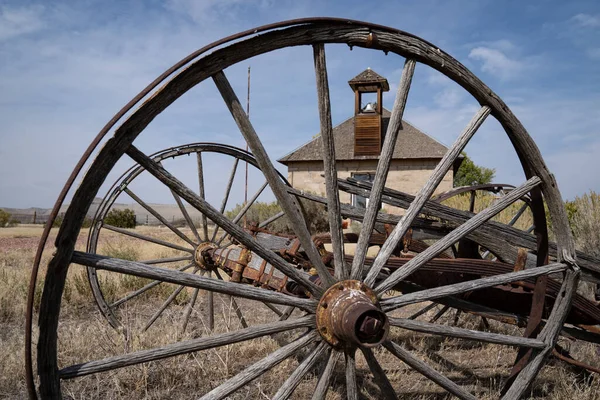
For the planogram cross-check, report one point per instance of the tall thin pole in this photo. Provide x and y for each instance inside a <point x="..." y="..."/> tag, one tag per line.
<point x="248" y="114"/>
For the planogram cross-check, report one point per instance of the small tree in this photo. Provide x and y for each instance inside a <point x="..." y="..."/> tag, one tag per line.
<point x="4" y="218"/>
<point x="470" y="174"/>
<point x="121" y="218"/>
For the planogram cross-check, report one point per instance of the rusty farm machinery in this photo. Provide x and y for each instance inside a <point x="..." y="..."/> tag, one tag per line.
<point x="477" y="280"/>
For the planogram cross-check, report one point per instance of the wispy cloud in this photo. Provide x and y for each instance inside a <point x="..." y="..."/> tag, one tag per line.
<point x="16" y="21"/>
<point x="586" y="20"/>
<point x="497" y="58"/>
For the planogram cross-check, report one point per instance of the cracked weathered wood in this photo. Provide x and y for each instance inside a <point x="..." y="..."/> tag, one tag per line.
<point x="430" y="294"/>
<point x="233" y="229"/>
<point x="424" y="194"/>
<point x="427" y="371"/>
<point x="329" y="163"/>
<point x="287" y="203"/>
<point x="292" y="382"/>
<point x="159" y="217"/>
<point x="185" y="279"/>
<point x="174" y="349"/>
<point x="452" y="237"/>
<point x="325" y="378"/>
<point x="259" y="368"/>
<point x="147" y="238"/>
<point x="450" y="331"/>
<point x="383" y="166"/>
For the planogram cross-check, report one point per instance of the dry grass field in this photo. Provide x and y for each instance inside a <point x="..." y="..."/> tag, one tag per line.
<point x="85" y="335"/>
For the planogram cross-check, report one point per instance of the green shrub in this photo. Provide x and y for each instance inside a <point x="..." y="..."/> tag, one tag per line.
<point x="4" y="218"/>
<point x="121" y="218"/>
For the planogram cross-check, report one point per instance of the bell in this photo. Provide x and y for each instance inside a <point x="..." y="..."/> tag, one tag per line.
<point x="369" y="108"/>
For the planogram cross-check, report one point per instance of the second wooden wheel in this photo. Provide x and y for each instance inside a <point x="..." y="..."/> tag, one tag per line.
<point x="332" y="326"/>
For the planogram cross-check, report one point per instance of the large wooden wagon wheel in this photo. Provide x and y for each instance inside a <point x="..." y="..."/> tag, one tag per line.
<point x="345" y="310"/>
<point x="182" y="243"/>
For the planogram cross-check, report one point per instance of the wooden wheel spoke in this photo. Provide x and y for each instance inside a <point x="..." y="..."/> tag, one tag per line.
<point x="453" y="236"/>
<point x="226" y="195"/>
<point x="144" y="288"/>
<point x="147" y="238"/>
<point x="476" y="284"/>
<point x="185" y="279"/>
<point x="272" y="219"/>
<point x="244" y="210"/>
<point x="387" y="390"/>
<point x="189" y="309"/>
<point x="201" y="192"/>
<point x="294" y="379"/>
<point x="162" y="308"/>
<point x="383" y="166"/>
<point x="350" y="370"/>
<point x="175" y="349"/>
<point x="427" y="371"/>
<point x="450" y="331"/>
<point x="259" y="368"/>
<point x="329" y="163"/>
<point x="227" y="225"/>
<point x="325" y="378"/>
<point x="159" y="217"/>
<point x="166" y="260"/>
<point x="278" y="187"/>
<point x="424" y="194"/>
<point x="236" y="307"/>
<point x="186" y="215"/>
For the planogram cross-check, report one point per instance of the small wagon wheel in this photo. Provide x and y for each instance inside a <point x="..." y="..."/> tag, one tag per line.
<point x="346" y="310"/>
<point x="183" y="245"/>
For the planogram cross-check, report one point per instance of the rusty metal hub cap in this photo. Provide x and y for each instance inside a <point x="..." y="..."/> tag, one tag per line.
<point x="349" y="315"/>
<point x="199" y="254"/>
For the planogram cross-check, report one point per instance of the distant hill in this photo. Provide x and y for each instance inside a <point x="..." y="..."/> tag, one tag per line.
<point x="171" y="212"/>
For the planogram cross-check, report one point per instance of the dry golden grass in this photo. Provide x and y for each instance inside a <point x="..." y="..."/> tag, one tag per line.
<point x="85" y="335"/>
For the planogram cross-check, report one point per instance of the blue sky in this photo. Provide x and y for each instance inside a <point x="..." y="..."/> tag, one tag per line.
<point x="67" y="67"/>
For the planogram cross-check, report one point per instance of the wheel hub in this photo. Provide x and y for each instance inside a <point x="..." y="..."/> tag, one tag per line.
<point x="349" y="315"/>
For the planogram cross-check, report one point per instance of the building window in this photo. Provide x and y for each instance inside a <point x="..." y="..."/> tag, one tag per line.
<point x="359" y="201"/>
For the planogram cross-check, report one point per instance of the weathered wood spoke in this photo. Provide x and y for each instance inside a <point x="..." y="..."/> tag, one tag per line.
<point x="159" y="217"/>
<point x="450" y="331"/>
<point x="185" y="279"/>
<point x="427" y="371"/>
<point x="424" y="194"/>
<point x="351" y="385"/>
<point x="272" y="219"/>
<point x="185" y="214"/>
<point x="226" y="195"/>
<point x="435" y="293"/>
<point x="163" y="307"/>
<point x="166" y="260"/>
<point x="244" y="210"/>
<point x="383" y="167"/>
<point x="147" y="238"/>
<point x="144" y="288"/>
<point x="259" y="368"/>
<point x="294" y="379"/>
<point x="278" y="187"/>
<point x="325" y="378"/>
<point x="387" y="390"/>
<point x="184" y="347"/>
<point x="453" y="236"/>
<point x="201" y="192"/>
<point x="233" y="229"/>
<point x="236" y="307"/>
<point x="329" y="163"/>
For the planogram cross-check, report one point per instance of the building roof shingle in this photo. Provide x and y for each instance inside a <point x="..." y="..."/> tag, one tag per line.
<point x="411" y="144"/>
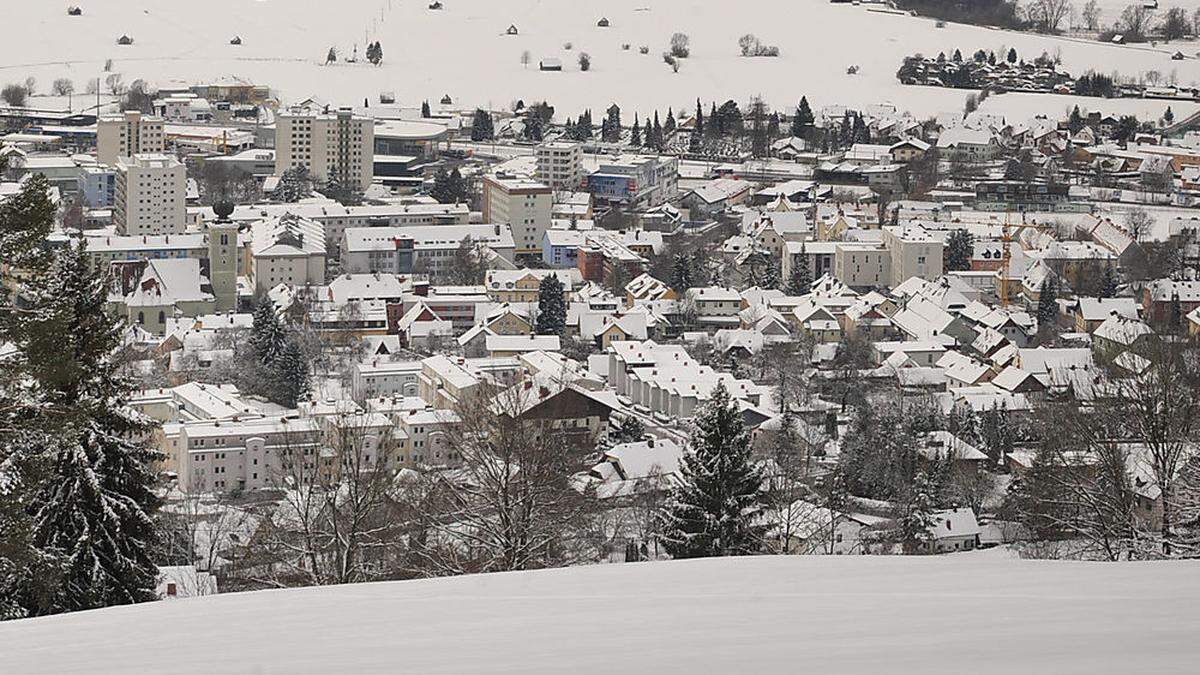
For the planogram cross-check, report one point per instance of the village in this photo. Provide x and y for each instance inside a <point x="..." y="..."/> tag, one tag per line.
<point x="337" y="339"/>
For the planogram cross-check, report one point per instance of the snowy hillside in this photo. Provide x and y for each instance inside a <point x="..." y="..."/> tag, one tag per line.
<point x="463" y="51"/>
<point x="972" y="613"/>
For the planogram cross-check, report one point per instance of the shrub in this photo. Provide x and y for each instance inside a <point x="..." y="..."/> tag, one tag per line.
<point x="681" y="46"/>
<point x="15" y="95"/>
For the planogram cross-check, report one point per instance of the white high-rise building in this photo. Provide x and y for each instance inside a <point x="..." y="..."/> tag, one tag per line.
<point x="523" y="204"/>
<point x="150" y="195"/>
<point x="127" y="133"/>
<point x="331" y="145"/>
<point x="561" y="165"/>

----

▶ **Exercise details**
Quote everything in the listing above exactly; pictures are the only thing to omit.

▶ **Result below**
For the planogram cross-check, report one point per instance of the tall thin pole in this photo. Provide x and y for each instance inside a <point x="..." y="..."/> tag, one tag per line.
<point x="248" y="114"/>
For the planogram cross-check, report one point per instance of the small tree in this photo. Provide x and y for each instance inside a <point x="..." y="..."/> tag, one tag per line.
<point x="4" y="218"/>
<point x="470" y="174"/>
<point x="121" y="218"/>
For the planogram cross-check, report one point per instance of the rusty farm machinery in this photo. Provide x and y for each instance inside a <point x="..." y="..."/> tag, one tag per line.
<point x="477" y="280"/>
For the planogram cross-check, report one point per instance of the wispy cloud in this photo. Provide x and y for each instance inside a <point x="..." y="..."/> tag, one tag per line.
<point x="16" y="21"/>
<point x="586" y="20"/>
<point x="497" y="58"/>
For the planogram cross-check, report one point per instance of the cracked weathered wood in this photo. Provide x and y for each instance inside a <point x="..." y="..."/> tag, one tag per line.
<point x="430" y="294"/>
<point x="233" y="229"/>
<point x="424" y="194"/>
<point x="427" y="371"/>
<point x="329" y="163"/>
<point x="287" y="203"/>
<point x="292" y="382"/>
<point x="159" y="217"/>
<point x="185" y="279"/>
<point x="174" y="349"/>
<point x="452" y="237"/>
<point x="325" y="378"/>
<point x="259" y="368"/>
<point x="147" y="238"/>
<point x="450" y="331"/>
<point x="383" y="166"/>
For the planogram cross-check, report one point per instance of the dry grass field in this photo. Provide x and y for each instance inside a <point x="..." y="..."/> tag, one tag per line.
<point x="85" y="335"/>
For the planogram cross-check, report one point per instance of the green shrub in this photo. Provide x and y for each instance inside a <point x="..." y="..."/> tag, one tag per line.
<point x="4" y="218"/>
<point x="121" y="218"/>
For the planogram cross-check, report one point per instance of the bell in this photo. Provide x and y for each instance inside a <point x="..." y="..."/> tag, one tag per line.
<point x="369" y="108"/>
For the planogram cross-check, report one point per instance of the second wooden wheel in this photo. Provide x and y for each instance inside a <point x="..." y="..."/> tag, one tag per line.
<point x="332" y="326"/>
For the planogram cross-check, report one point per instance of the large wooden wagon wheel in this photo. Provide x and y for each instance inside a <point x="..." y="..."/> tag, one tag per line.
<point x="345" y="310"/>
<point x="182" y="243"/>
For the planogram cross-check, report one point per instance of the wooden wheel spoke in this photo. Provide x and y for each instance inside a <point x="..." y="..."/> tag, one tag per line.
<point x="453" y="236"/>
<point x="226" y="195"/>
<point x="144" y="288"/>
<point x="147" y="238"/>
<point x="476" y="284"/>
<point x="185" y="279"/>
<point x="272" y="219"/>
<point x="244" y="210"/>
<point x="387" y="390"/>
<point x="189" y="309"/>
<point x="201" y="192"/>
<point x="294" y="379"/>
<point x="162" y="308"/>
<point x="383" y="166"/>
<point x="350" y="370"/>
<point x="175" y="349"/>
<point x="427" y="371"/>
<point x="450" y="331"/>
<point x="259" y="368"/>
<point x="329" y="163"/>
<point x="227" y="225"/>
<point x="325" y="378"/>
<point x="159" y="217"/>
<point x="166" y="260"/>
<point x="278" y="187"/>
<point x="424" y="194"/>
<point x="236" y="307"/>
<point x="186" y="215"/>
For the planogram cross-check, report one point per instance of the small wagon wheel in this photo. Provide x and y for each instance inside a <point x="..." y="..."/> tag, one tag per line.
<point x="346" y="310"/>
<point x="183" y="245"/>
For the planogram cross-check, report one point per instance of the rusty metal hub cap in this photo. Provide x and y for each instance inside a <point x="..." y="..."/> tag, one tag per line.
<point x="349" y="315"/>
<point x="199" y="254"/>
For the planogram cross-check, report one point per instance of the distant hill in this photo. Provide x and y for each instance inside a <point x="..." y="..."/> tag, one tag per line.
<point x="171" y="212"/>
For the planogram cross-check, report one point per instance of the dry golden grass in this photo. Provide x and y for each instance inside a <point x="..." y="..."/> tag, one tag per line.
<point x="85" y="335"/>
For the planogram cross-check, report one point per instance of the blue sky in this photo. Provide x and y for each instance inside a <point x="..." y="..."/> tag, one tag per line.
<point x="67" y="67"/>
For the planogram cross-check, report one point per instance of the wheel hub in this photo. Provide x and y for each instance inside a <point x="..." y="..."/> tag, one tag per line.
<point x="349" y="315"/>
For the planogram cross-check, report one point per instance of the building window in this photo. Provide x and y for each instance inside a <point x="..." y="..."/> tag, one tag per line.
<point x="359" y="201"/>
For the planogram cross-check, report one point per instance of the weathered wood spoke in this photo. Provide x and y for each instance inside a <point x="..." y="..."/> tag, one tag per line.
<point x="159" y="217"/>
<point x="450" y="331"/>
<point x="185" y="279"/>
<point x="427" y="371"/>
<point x="424" y="194"/>
<point x="351" y="385"/>
<point x="272" y="219"/>
<point x="185" y="214"/>
<point x="226" y="195"/>
<point x="435" y="293"/>
<point x="163" y="307"/>
<point x="166" y="260"/>
<point x="244" y="210"/>
<point x="383" y="167"/>
<point x="147" y="238"/>
<point x="144" y="288"/>
<point x="259" y="368"/>
<point x="294" y="379"/>
<point x="278" y="187"/>
<point x="325" y="378"/>
<point x="387" y="390"/>
<point x="184" y="347"/>
<point x="453" y="236"/>
<point x="201" y="192"/>
<point x="233" y="229"/>
<point x="236" y="307"/>
<point x="329" y="163"/>
For the planogram cross-check, report one point per instance of the building roof shingle in this photo. Provide x and y for each instance inside a <point x="..." y="..."/> tag, one tag per line.
<point x="411" y="144"/>
For the planogram cross-check, report one point per instance of the village in this photo. Provide x and y for each instance inside a <point x="..." y="..."/> tag, one tag per line.
<point x="337" y="339"/>
For the planogram cross-check, report one point per instance of the snowy hillside in this photo. Provide x and y for each instance inside a <point x="..." y="..."/> tag, one tag per line.
<point x="463" y="51"/>
<point x="972" y="613"/>
For the planogram cross-check, report one point per instance of the shrub in this photo. Provide x and y for each instance inside a <point x="..." y="..."/> tag, one tag per line.
<point x="681" y="46"/>
<point x="15" y="95"/>
For the planogram cross-check, report one point per instance of the white high-rise building in this photo. Provide x and y for each instance inside a <point x="..." y="..."/> tag, one tag per line.
<point x="523" y="204"/>
<point x="150" y="195"/>
<point x="127" y="133"/>
<point x="331" y="145"/>
<point x="561" y="165"/>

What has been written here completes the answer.